Rows from a pointing dataset
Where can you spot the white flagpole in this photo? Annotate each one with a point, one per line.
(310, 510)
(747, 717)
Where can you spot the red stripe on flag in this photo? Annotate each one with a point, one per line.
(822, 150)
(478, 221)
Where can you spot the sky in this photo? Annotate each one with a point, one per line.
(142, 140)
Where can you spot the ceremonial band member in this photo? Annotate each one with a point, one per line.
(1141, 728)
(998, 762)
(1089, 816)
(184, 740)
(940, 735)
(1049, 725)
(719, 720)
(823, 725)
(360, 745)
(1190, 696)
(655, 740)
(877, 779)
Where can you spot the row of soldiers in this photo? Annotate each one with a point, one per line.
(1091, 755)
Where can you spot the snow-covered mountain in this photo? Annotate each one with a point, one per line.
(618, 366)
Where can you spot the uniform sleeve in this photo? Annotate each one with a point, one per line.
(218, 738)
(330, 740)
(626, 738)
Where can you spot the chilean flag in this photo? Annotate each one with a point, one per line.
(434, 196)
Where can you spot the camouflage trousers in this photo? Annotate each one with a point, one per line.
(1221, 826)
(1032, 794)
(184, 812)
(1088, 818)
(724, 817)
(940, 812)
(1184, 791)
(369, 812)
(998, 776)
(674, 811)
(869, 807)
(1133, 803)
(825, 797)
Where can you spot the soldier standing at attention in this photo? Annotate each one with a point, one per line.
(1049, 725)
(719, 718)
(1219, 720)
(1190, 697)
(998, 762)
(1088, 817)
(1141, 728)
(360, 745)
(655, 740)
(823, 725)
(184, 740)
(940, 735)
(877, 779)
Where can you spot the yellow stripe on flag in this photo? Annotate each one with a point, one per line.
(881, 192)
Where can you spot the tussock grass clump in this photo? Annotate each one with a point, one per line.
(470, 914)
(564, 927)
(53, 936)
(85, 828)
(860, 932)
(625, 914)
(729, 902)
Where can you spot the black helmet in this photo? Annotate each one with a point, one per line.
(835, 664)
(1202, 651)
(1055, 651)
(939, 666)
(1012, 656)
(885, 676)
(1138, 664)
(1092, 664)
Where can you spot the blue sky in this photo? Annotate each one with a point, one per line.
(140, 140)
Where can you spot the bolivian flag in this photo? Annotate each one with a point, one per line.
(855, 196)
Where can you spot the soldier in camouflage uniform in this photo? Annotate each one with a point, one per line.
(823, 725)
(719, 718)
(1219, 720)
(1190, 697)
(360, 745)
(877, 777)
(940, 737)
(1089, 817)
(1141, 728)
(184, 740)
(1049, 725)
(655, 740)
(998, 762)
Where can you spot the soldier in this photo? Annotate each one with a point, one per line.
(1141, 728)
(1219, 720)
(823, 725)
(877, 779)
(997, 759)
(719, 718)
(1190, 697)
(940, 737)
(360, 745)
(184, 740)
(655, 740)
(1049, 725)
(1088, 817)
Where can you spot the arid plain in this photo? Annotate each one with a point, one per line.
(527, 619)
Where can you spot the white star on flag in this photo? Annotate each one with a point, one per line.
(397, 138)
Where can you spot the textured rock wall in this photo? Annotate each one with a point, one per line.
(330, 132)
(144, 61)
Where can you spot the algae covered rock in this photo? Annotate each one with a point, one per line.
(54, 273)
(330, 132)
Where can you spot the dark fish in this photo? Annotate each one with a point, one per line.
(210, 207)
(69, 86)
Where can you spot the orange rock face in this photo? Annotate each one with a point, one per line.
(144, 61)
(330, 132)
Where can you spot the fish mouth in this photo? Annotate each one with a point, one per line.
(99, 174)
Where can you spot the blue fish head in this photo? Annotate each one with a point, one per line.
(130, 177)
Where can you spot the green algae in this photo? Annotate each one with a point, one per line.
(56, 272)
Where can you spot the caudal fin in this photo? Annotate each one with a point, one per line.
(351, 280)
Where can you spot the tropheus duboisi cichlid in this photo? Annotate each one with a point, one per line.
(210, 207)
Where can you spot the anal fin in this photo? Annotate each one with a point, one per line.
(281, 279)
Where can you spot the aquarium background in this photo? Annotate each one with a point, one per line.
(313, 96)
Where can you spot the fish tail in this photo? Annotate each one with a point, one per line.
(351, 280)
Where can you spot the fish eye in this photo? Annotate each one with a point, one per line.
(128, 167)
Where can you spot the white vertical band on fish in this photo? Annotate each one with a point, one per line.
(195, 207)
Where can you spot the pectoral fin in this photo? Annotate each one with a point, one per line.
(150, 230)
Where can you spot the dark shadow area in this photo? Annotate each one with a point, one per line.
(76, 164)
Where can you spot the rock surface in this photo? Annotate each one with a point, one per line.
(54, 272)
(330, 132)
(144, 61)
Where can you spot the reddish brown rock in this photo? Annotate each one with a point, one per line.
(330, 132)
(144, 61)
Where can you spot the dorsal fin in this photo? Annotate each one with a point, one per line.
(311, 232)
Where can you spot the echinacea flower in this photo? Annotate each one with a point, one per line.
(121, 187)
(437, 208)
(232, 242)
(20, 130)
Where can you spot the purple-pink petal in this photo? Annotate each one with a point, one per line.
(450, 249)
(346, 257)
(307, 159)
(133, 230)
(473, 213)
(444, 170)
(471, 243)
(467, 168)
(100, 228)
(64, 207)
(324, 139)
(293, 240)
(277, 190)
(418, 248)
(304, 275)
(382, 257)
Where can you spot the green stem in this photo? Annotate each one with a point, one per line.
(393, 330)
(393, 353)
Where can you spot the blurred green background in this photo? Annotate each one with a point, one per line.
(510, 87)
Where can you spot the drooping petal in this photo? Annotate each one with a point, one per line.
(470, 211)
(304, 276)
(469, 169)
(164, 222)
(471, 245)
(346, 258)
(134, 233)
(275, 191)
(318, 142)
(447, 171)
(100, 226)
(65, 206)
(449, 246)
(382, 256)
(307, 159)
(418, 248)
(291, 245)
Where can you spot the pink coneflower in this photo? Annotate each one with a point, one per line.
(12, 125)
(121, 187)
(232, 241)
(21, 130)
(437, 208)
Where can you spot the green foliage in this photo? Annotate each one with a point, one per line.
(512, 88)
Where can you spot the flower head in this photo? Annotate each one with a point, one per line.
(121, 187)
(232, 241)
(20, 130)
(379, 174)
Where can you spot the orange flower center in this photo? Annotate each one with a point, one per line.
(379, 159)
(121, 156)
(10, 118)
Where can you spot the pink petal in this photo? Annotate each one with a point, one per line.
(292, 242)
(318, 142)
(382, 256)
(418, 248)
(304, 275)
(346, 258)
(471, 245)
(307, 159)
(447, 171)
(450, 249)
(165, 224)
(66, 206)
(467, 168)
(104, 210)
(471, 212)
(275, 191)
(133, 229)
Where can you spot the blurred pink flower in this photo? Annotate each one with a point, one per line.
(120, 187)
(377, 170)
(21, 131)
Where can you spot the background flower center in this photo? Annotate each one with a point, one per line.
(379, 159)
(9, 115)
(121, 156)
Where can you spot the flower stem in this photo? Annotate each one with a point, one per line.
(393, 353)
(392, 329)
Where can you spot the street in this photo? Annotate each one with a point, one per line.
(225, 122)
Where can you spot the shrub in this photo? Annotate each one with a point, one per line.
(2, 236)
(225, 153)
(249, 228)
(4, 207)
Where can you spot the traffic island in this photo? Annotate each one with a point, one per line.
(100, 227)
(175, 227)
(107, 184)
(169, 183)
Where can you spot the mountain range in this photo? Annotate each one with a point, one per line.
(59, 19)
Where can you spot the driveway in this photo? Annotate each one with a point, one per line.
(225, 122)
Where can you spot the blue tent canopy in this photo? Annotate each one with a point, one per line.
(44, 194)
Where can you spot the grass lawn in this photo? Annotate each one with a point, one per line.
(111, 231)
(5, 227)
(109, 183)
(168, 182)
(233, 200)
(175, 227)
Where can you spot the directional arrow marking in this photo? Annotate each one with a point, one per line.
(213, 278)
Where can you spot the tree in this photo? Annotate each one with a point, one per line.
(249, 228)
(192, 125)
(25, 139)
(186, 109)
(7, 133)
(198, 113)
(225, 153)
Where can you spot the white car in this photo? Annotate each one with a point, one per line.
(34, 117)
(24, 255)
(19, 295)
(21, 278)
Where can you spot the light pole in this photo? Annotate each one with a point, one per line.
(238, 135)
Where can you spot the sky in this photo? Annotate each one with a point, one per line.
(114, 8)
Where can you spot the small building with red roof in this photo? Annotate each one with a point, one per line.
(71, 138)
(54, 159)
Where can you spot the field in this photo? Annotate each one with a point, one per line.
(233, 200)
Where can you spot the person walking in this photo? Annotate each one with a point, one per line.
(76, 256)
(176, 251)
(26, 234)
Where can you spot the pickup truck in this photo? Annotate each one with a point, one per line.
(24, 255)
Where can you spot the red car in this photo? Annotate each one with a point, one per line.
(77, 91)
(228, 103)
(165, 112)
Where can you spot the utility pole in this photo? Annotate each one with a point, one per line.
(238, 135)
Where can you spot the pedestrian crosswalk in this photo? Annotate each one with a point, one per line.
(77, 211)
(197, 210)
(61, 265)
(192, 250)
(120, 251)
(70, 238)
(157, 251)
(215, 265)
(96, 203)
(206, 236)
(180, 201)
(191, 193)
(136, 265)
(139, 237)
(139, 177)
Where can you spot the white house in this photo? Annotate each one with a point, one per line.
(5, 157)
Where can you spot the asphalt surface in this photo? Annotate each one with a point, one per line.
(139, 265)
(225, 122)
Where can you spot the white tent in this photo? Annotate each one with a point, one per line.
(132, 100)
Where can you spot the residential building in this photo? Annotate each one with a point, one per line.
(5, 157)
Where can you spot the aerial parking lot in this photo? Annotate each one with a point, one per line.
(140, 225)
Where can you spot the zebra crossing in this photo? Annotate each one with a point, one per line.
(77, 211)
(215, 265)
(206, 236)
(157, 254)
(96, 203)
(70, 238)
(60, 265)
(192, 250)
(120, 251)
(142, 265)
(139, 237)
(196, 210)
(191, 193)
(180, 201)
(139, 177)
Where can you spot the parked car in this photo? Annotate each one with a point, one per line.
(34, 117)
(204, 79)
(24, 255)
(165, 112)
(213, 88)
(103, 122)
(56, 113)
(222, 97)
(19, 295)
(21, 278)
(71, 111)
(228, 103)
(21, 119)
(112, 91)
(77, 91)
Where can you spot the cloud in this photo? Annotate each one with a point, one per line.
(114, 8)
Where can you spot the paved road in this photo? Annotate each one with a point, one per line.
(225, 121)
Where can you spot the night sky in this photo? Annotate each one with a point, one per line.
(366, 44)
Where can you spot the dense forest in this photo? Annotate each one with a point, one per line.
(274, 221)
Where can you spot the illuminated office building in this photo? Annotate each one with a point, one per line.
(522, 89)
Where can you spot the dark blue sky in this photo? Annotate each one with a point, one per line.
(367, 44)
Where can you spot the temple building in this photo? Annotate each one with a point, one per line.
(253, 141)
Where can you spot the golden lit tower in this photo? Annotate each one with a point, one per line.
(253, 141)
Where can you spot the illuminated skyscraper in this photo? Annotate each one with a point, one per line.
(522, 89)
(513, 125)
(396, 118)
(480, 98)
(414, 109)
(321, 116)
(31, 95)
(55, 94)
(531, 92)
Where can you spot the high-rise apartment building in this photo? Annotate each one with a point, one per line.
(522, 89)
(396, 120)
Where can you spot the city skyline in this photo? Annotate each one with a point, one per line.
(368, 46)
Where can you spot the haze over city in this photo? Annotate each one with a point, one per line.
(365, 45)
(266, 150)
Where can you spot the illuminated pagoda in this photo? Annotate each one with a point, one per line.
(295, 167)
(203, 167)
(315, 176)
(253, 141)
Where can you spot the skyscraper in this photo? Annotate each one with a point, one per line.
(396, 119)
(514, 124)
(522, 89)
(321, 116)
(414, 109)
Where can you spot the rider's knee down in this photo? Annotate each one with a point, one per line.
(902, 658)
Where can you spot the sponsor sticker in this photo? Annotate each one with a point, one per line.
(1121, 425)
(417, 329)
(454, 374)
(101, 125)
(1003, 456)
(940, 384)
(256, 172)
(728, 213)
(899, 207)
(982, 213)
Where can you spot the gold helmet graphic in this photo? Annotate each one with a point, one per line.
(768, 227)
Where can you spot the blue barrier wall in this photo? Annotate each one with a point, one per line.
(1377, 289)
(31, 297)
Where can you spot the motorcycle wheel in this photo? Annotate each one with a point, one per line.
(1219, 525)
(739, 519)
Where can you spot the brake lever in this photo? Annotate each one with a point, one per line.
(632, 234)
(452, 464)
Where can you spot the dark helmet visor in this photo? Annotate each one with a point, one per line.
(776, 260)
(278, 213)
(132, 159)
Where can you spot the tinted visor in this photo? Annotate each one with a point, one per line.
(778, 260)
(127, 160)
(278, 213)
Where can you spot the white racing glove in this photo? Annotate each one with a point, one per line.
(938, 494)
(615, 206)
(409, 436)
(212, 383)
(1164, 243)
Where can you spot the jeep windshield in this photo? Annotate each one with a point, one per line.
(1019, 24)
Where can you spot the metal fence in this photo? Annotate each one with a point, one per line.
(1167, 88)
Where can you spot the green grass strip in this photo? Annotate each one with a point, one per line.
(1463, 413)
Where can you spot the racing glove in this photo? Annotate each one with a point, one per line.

Work instructions
Please copy the records above word for word, starting at the line containing "Where can you spot the red stripe" and ending at the line containing "(1092, 664)", with both of those lines included.

Answer to the task
Where can you spot the red stripe on flag in this photo? Annotate each one with a point, one per line.
(822, 150)
(478, 221)
Where can you spot the sky in this photo? Annotate each one with a point, one per line.
(142, 140)
Where can you spot the ceremonial band member in this photo? Annotate each one with a point, one per line.
(1141, 728)
(998, 762)
(1089, 816)
(184, 740)
(940, 735)
(1049, 725)
(719, 720)
(823, 725)
(360, 745)
(1190, 696)
(655, 740)
(877, 779)
Where can you spot the row of soldiers in this photo? Annotate each one with a point, one per line.
(1091, 755)
Where can you spot the snow-covered mountain in this photo? Annotate each one with a point, one per line.
(618, 366)
Where can you spot the uniform sleeve in this photo? Annotate each one with a point, one per line.
(218, 738)
(330, 740)
(626, 738)
Where can you spot the chilean flag in this photo? Annotate each one with a point, one per line.
(434, 196)
Where can you spot the camouflage trousers in this photo? Annotate each one with a point, one per line.
(1221, 826)
(1032, 794)
(184, 812)
(1088, 818)
(724, 817)
(940, 812)
(1184, 791)
(369, 812)
(998, 776)
(674, 811)
(869, 807)
(1133, 803)
(825, 797)
Where can you spot the soldier standing at attention in this photo? Annotate each one with a point, one per line.
(1049, 725)
(719, 718)
(1219, 720)
(1190, 697)
(998, 762)
(1088, 817)
(1141, 728)
(360, 745)
(655, 740)
(823, 725)
(184, 740)
(940, 735)
(877, 779)
Where can you spot the yellow stripe on flag in this photo? Annotate each one with a point, one per line.
(881, 192)
Where can you spot the tussock grass clump in this photo? Annotate each one with a point, one per line.
(470, 914)
(564, 927)
(53, 936)
(85, 828)
(860, 932)
(625, 914)
(729, 902)
Where can you spot the black helmet in this photo? Annotate each one with a point, one per line.
(835, 664)
(1202, 651)
(1055, 651)
(939, 666)
(1012, 656)
(885, 676)
(1138, 664)
(1092, 664)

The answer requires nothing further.